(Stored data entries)
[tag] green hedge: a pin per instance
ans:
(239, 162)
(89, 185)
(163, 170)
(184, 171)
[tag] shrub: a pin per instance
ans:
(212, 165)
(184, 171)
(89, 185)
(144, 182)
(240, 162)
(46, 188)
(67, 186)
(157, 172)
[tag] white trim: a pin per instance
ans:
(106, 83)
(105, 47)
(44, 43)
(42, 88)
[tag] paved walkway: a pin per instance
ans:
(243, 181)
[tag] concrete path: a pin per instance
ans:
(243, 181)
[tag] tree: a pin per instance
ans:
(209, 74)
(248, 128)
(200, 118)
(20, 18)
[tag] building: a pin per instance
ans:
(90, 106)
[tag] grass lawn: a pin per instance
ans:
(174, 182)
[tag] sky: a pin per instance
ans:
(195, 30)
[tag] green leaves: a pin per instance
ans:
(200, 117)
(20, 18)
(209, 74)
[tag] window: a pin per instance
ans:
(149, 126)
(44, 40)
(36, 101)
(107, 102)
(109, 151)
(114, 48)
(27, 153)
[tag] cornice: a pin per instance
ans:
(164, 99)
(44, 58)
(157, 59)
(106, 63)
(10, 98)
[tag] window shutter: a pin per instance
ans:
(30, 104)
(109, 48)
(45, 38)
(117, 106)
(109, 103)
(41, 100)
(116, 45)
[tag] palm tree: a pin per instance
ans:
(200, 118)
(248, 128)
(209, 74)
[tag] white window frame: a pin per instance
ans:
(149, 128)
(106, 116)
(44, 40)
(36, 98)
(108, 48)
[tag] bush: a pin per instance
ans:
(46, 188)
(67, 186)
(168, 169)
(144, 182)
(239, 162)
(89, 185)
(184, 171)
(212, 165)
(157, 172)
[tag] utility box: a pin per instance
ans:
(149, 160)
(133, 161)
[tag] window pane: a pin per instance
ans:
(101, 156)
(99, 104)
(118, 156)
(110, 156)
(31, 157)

* _PROBLEM REQUIREMENTS_:
Transcribe every entry exactly.

* _PROBLEM SOLUTION_:
[tag] green hedge: a pin per instance
ans:
(239, 162)
(89, 185)
(163, 170)
(184, 171)
[tag] shrub: a pin per instance
ans:
(212, 165)
(184, 171)
(89, 185)
(144, 182)
(240, 162)
(46, 188)
(67, 186)
(157, 172)
[tag] white trim: a pin per instance
ans:
(106, 83)
(105, 47)
(44, 43)
(42, 88)
[tag] paved walkway: a pin per instance
ans:
(243, 181)
[tag] concrete path: a pin per instance
ans:
(243, 181)
[tag] tree: a pin per instance
ans:
(209, 74)
(248, 128)
(200, 118)
(20, 18)
[tag] building: a pin per instance
ans:
(90, 106)
[tag] grass lawn: a pin per instance
ans:
(174, 182)
[tag] sky: a pin per instance
ans:
(195, 30)
[tag] green leaves: a pin per instance
ans:
(200, 117)
(20, 18)
(209, 74)
[tag] window: a pin per instance
ans:
(149, 126)
(44, 40)
(36, 101)
(107, 102)
(109, 151)
(114, 48)
(27, 153)
[tag] cornice: a pin per instance
ans:
(164, 99)
(44, 58)
(157, 59)
(106, 63)
(10, 98)
[tag] window shutter: a pin per instance
ans:
(30, 104)
(109, 48)
(45, 38)
(117, 106)
(109, 103)
(41, 100)
(116, 45)
[tag] palm tree: a pin per instance
ans:
(200, 118)
(248, 128)
(209, 74)
[tag] white window frame: a pin per instance
ans:
(149, 128)
(106, 116)
(44, 40)
(36, 98)
(108, 48)
[tag] bush: a pin per instance
ans:
(46, 188)
(67, 186)
(168, 169)
(144, 182)
(239, 162)
(89, 185)
(184, 171)
(212, 165)
(157, 172)
[tag] utility box: a pin per instance
ans:
(149, 160)
(133, 161)
[tag] window pane: a pin per instance
ans:
(101, 156)
(99, 104)
(118, 156)
(110, 156)
(31, 157)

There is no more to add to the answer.